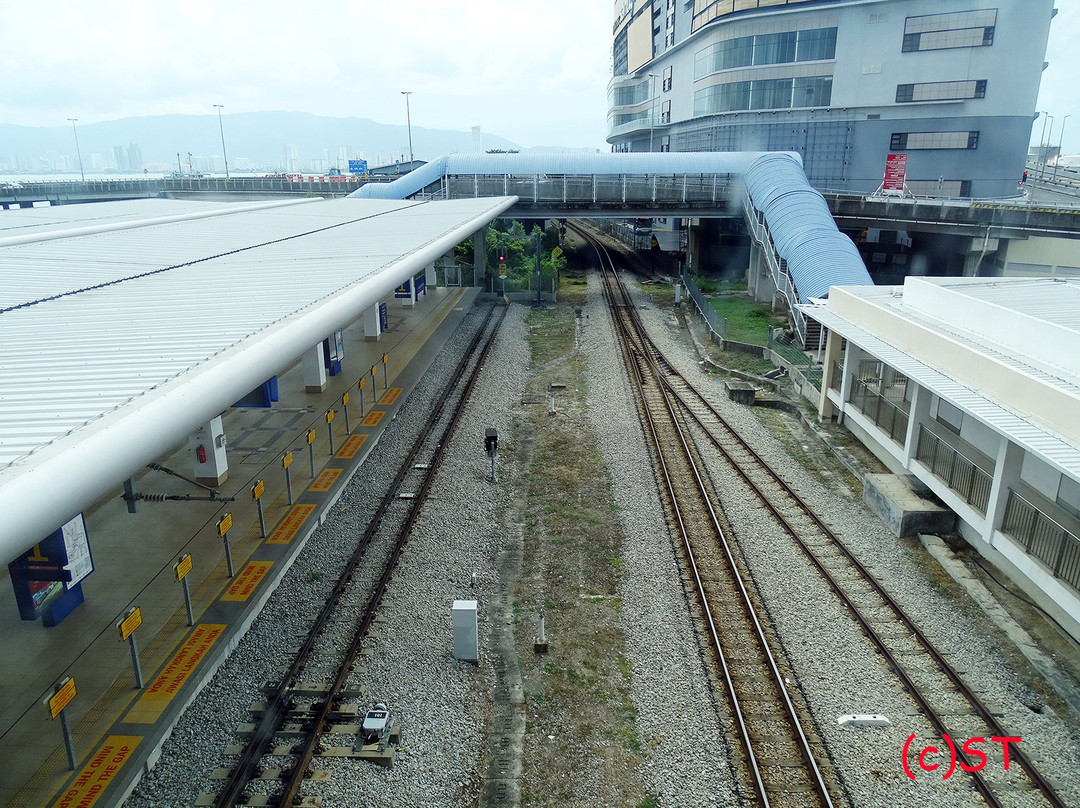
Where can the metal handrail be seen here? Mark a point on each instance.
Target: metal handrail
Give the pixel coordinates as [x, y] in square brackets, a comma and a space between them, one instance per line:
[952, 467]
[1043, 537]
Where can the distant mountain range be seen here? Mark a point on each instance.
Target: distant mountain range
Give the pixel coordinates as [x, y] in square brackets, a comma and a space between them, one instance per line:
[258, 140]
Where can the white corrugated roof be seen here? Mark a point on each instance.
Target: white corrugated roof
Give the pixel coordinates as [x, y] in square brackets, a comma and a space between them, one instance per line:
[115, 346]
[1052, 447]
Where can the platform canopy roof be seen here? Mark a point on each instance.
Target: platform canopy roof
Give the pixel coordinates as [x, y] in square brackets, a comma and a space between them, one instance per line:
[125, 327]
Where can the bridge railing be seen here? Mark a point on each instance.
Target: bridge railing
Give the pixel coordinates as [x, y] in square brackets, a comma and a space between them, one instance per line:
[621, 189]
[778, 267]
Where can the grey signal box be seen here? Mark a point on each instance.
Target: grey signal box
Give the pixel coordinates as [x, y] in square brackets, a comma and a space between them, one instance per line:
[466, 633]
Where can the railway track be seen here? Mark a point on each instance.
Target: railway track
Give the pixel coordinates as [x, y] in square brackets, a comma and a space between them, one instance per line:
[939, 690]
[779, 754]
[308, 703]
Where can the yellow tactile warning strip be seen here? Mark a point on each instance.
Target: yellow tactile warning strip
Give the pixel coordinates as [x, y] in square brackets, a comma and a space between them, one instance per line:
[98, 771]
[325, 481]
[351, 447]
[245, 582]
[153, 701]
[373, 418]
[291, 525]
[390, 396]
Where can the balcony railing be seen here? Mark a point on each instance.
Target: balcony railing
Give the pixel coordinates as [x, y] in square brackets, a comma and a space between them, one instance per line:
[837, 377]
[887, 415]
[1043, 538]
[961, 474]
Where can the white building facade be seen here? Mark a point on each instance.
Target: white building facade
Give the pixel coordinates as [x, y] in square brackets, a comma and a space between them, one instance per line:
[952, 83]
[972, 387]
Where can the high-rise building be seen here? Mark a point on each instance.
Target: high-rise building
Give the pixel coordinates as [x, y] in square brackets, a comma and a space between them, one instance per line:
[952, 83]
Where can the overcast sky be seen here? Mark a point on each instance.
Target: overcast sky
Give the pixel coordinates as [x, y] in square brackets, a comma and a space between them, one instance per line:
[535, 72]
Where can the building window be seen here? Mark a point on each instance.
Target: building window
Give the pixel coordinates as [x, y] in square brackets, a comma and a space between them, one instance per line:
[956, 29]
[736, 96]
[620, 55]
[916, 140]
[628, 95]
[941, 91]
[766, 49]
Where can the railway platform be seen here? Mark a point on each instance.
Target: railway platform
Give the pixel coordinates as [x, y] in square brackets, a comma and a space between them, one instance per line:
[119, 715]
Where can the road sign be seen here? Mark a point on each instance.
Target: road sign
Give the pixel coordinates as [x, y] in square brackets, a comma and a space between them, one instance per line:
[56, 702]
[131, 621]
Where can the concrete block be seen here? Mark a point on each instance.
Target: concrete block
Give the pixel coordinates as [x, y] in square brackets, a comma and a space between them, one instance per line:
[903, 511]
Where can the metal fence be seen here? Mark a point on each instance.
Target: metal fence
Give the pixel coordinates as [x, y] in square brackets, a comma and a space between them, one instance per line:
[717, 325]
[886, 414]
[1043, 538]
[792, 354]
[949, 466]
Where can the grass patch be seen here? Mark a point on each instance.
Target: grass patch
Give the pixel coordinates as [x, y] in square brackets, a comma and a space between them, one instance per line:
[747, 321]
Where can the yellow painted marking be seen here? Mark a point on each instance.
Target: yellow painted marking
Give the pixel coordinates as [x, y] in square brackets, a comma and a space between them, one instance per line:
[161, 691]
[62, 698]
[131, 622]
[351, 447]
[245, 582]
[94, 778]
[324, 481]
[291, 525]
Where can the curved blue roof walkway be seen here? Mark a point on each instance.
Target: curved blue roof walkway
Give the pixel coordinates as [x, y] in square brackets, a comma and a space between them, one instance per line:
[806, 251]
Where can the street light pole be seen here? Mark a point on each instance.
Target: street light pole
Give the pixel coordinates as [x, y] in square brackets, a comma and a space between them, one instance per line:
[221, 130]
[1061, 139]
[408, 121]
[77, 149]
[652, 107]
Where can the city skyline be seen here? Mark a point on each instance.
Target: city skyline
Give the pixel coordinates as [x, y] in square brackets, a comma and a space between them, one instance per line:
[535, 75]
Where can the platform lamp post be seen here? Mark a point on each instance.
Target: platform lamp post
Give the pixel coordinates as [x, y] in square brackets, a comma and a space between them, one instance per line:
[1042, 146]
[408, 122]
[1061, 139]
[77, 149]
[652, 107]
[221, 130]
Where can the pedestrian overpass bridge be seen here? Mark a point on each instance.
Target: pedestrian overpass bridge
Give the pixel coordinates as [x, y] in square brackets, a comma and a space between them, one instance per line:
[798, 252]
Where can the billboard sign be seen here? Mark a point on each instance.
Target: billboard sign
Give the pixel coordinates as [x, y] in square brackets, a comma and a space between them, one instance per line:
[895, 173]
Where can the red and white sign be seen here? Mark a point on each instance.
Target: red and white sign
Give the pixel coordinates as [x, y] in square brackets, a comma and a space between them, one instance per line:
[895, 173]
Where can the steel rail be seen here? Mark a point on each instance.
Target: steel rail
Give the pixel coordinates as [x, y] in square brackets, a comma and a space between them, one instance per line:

#####

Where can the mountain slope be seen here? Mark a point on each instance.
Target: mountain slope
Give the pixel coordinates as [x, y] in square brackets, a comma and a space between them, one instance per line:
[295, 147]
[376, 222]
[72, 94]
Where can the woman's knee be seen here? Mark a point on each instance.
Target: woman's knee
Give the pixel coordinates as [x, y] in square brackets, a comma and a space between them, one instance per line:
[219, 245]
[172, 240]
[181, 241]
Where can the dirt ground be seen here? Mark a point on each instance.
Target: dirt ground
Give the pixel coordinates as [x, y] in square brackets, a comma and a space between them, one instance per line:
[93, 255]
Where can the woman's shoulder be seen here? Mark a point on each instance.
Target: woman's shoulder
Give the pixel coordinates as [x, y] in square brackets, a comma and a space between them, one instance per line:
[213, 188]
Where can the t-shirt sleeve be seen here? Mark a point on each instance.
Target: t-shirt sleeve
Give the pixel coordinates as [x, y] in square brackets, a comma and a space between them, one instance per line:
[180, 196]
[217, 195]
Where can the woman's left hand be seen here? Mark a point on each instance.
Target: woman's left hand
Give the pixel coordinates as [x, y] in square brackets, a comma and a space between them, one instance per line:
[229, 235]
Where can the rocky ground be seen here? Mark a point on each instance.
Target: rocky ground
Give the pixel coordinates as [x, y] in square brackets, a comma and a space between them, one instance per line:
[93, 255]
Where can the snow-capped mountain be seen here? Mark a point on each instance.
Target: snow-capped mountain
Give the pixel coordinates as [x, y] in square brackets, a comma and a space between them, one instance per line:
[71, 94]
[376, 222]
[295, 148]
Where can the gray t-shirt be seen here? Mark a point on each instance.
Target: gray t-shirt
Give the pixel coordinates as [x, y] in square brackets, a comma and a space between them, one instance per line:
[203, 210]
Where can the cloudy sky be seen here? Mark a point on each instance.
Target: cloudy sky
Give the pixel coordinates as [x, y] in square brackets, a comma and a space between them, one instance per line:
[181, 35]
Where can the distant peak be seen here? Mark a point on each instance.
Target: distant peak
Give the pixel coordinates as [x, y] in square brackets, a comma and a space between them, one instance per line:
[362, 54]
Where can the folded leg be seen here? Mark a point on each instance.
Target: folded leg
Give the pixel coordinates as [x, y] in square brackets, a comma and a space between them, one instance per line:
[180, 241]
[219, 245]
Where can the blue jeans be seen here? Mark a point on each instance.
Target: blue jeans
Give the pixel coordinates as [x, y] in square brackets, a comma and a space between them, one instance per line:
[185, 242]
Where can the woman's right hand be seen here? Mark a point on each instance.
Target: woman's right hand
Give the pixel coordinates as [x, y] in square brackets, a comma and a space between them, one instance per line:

#####

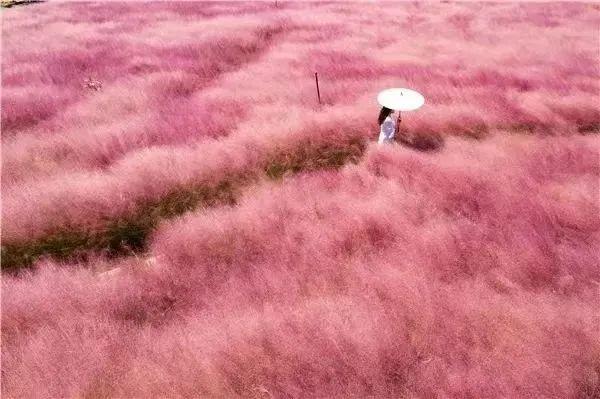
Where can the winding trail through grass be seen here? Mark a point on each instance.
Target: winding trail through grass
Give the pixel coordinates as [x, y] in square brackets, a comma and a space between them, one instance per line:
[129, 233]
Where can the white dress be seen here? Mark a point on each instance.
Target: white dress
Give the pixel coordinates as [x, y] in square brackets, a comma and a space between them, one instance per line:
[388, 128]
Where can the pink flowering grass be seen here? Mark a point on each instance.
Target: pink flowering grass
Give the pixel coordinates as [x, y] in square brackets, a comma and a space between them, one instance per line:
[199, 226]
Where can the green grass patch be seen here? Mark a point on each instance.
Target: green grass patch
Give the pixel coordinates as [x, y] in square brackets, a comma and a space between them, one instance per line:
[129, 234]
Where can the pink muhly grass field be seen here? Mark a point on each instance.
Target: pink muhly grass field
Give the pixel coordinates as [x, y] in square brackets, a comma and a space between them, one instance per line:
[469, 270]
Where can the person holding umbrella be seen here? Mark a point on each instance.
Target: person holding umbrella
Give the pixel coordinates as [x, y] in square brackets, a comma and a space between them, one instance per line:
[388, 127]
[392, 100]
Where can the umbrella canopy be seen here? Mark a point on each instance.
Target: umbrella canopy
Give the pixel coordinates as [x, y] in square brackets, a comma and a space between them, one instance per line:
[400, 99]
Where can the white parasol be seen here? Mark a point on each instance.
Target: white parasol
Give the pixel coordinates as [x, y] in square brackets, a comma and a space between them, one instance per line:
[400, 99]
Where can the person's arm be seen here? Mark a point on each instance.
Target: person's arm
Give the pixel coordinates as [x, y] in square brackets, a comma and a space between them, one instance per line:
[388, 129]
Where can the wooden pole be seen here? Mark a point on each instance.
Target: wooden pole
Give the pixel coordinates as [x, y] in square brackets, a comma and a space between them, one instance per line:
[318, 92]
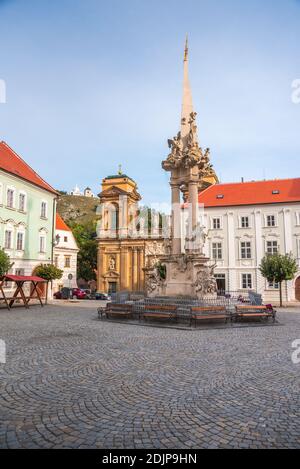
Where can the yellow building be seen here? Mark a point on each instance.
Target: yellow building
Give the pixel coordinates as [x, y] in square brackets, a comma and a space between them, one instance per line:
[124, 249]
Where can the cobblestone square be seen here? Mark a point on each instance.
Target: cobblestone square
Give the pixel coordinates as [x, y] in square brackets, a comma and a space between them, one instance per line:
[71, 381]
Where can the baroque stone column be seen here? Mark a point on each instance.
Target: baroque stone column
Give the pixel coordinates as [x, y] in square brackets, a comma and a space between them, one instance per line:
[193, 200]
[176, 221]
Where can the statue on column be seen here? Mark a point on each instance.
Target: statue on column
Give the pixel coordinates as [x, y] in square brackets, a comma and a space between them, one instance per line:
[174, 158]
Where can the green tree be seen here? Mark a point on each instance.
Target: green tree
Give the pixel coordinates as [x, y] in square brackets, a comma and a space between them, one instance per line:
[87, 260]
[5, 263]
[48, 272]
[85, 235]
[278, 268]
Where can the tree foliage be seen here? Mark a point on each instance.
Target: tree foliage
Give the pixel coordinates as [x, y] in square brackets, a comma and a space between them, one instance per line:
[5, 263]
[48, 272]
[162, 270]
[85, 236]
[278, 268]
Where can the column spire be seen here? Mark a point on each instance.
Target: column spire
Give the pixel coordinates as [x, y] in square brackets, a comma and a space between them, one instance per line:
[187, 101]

#####

## YOUR INSTRUCTIONS:
How many lines in the rows above contain the string "peak", with case counting? Reply with the number alone.

## SOLUTION:
2